Requests:
(a) In the post about using fiber optic lines as earthquake sensors, how long is the test loop on the Stanford campus?
(b) Translate this sentence from the post about using fiber optic lines as earthquake sensors into Spanish: "The technique works by measuring the backscatter signals from the fiber optic cable to measure the vibrations and strain on the cable."
(c) Write the next part of the post about using fiber optic lines as earthquake sensors, picking up after the last sentence shown.

Text extract:
+ + + + +

Originally saw the link for this over on HardOCP and as a geologist, thought the concept sounded interesting so pulled up the article.  A Geophysicist over at Stanford has developed a method to turn existing fiber optic infrastructure into a massive seismic network in order to create a higher density sensor.  The technique works by measuring the backscatter signals from the fiber optic cable to measure the vibrations and strain on the cable.  So far, they have run a trial using a 3-mile figure 8 loop on the Stanford campus and have been able to pick up small local tremblors as well as the recent Mexico earthquake.  The array, while not as sensitive as a standard seismograph, can be used to distinguish between a magnitude 1.6 and 1.8 earthquake as well as pick up the different P and S waves.  The biggest benefit from this is that the cost of using the existing infrastructure of fiber optic internet to establish this sort of network is less than installing seismometers, which can lead to more data and better coverage of cities.

 

foso1-795x514.jpg.9a0a3423fa850f5857dfeaed936348a9.jpg

3-mile fiber loop used for testing

 

https://news.stanford.edu/press-releases/2017/10/19/building-billionr-optical-fibers/

Quote

Thousands of miles of buried optical fibers crisscross California’s San Francisco Bay Area delivering high-speed internet and HD video to homes and businesses.

Biondo Biondi, a professor of geophysics at Stanford’s School of Earth, Energy & Environmental Sciences, dreams of turning that dense network into an inexpensive “billion sensors” observatory for continuously monitoring and studying earthquakes.

Over the past year, Biondi’s group has shown that it’s possible to convert the jiggles of perturbed optical fiber strands into information about the direction and magnitude of seismic events.

The researchers have been recording those seismic jiggles in a 3-mile loop of optical fiber installed beneath the Stanford University campus with instruments called laser interrogators provided by the company OptaSense, which is a co-author on publications about the research.

“We can continuously listen to – and hear well – the Earth using preexisting optical fibers that have been deployed for telecom purposes,” Biondi said.

+ + + + +

Entries:
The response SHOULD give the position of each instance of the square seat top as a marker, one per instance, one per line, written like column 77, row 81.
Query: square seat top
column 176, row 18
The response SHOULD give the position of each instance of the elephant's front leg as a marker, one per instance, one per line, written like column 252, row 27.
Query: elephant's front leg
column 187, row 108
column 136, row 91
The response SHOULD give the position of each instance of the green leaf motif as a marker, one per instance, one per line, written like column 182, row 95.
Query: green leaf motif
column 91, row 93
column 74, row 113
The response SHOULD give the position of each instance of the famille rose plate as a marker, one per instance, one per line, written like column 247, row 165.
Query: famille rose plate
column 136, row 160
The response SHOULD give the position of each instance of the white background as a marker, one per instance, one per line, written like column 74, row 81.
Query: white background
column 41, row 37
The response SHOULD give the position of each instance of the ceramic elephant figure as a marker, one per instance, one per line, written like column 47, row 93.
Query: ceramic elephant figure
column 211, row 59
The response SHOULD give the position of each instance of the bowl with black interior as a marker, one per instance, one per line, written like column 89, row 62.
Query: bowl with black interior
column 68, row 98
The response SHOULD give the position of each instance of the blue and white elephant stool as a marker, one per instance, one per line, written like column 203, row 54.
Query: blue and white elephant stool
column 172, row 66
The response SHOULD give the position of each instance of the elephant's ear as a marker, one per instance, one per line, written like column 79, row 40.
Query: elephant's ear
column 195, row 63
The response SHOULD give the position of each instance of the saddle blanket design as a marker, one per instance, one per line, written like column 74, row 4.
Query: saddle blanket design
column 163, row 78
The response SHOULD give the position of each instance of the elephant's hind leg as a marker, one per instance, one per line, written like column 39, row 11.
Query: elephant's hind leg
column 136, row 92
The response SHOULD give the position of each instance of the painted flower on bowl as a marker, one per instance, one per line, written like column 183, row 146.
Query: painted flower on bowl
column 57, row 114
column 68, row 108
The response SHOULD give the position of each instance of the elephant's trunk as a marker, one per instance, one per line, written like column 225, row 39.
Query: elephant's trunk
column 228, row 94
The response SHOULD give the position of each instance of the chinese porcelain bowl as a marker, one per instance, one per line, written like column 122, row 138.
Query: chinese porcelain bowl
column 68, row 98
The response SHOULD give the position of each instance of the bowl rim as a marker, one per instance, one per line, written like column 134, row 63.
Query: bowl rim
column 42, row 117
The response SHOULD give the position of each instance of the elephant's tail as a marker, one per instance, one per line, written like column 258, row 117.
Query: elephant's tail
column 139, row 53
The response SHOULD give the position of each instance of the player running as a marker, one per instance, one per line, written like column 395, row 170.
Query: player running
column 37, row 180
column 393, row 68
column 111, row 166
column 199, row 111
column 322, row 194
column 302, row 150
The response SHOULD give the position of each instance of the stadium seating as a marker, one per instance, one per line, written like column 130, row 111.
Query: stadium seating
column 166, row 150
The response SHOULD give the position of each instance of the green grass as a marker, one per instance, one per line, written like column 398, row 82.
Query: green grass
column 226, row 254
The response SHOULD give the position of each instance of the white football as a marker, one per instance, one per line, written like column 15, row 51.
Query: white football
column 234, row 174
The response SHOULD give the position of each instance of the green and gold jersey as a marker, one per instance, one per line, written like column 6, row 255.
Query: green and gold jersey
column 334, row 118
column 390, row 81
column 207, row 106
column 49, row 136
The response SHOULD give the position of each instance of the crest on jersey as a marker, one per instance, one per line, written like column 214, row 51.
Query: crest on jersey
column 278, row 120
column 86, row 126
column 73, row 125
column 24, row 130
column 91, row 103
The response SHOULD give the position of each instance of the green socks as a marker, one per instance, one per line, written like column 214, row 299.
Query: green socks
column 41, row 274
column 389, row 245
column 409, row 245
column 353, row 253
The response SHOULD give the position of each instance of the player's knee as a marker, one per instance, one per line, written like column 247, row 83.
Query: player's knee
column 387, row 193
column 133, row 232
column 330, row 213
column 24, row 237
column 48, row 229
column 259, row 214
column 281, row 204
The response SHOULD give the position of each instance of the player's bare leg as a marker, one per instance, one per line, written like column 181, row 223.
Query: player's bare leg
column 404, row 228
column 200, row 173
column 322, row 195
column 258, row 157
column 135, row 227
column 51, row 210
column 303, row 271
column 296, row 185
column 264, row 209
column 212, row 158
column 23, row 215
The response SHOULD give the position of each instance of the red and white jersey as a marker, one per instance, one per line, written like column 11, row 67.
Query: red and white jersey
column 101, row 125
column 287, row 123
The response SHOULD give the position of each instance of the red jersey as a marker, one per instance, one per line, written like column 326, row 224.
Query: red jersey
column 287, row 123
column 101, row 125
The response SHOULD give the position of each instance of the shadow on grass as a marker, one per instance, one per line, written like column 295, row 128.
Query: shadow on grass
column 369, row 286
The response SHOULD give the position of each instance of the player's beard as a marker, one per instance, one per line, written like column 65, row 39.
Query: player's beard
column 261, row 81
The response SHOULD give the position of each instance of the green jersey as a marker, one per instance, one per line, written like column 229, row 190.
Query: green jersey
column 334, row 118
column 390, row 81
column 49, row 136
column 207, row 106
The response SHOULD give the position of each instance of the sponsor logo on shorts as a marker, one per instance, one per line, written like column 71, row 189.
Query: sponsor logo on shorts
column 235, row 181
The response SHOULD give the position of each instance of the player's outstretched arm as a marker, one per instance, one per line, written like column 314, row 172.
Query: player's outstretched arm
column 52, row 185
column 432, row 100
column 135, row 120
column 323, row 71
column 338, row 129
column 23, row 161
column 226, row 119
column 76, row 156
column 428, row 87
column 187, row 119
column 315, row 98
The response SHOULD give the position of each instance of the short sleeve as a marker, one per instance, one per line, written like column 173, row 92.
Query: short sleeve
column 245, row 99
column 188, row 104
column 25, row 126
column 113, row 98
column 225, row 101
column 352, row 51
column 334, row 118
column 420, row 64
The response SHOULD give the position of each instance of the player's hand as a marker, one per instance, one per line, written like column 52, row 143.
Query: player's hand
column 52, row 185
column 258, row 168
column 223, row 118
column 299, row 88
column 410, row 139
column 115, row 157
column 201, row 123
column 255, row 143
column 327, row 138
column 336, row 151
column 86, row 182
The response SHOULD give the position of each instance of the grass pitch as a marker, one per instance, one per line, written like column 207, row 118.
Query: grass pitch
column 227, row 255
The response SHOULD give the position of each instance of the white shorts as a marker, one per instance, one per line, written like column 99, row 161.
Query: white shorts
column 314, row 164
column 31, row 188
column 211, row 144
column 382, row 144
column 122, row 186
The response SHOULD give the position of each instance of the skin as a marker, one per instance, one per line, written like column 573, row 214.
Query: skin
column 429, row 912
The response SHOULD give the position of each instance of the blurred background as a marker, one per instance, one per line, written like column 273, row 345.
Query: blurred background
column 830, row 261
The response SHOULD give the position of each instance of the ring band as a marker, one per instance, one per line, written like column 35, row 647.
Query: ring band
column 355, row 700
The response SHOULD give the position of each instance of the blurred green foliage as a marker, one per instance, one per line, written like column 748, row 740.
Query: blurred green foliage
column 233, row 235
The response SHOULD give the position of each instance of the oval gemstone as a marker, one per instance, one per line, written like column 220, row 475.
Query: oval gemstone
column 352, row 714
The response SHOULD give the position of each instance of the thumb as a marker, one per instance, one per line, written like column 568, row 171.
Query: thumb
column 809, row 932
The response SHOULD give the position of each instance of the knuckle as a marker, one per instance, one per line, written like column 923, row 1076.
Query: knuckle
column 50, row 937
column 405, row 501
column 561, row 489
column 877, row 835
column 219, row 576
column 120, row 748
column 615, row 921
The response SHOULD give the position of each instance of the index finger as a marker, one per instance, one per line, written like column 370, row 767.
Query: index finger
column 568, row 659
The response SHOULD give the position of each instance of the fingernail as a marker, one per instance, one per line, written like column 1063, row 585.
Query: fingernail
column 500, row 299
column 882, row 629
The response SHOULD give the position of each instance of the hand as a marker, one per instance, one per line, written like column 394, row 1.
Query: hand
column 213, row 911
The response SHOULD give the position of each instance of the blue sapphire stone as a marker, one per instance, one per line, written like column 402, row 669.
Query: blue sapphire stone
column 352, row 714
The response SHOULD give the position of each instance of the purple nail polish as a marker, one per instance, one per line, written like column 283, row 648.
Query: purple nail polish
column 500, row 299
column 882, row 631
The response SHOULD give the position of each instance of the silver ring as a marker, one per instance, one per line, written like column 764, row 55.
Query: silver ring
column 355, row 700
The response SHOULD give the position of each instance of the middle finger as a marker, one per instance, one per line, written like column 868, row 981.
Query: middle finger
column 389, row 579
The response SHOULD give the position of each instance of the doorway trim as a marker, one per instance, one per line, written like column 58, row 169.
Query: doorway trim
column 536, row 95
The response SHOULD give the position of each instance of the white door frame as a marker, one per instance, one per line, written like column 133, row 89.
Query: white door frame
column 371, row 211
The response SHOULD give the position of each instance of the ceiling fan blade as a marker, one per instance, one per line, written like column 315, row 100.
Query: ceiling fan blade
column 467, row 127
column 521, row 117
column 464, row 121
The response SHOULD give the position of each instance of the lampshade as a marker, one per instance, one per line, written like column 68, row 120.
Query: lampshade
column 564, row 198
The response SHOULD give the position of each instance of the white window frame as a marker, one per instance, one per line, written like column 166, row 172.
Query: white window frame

+ + + + +

Answers by task:
(a) 3 miles, laid out as a figure 8.

(b) La técnica funciona midiendo las señales de retrodispersión del cable de fibra óptica para medir las vibraciones y la deformación del cable.

(c)
Currently researchers monitor earthquakes with seismometers, which are more sensitive than the proposed telecom array, but their coverage is sparse and they can be challenging and expensive to install and maintain, especially in urban areas.

By contrast, a seismic observatory like the one Biondi proposes would be relatively inexpensive to operate. “Every meter of optical fiber in our network acts like a sensor and costs less than a dollar to install,” Biondi said. “You will never be able to create a network using conventional seismometers with that kind of coverage, density and price.”

Such a network would allow scientists to study earthquakes, especially smaller ones, in greater detail and pinpoint their sources more quickly than is currently possible. Greater sensor coverage would also enable higher resolution measurements of ground responses to shaking.

“Civil engineers could take what they learn about how buildings and bridges respond to small earthquakes from the billion-sensors array and use that information to design buildings that can withstand greater shaking,” said Eileen Martin, a graduate student in Biondi’s lab.

...

“How DAS works is that as the light travels along the fiber, it encounters various impurities in the glass and bounces back,” Martin said. “If the fiber were totally stationary, that ‘backscatter’ signal would always look the same. But if the fiber starts to stretch in some areas — due to vibrations or strain — the signal changes.”

Previous implementation of this kind of acoustic sensing, however, required optical fibers to be expensively affixed to a surface or encased in cement to maximize contact with the ground and ensure the highest data quality. In contrast, Biondi’s project under Stanford — dubbed the fiber optic seismic observatory — employs the same optical fibers as telecom companies, which lie unsecured and free-floating inside hollow plastic piping.

...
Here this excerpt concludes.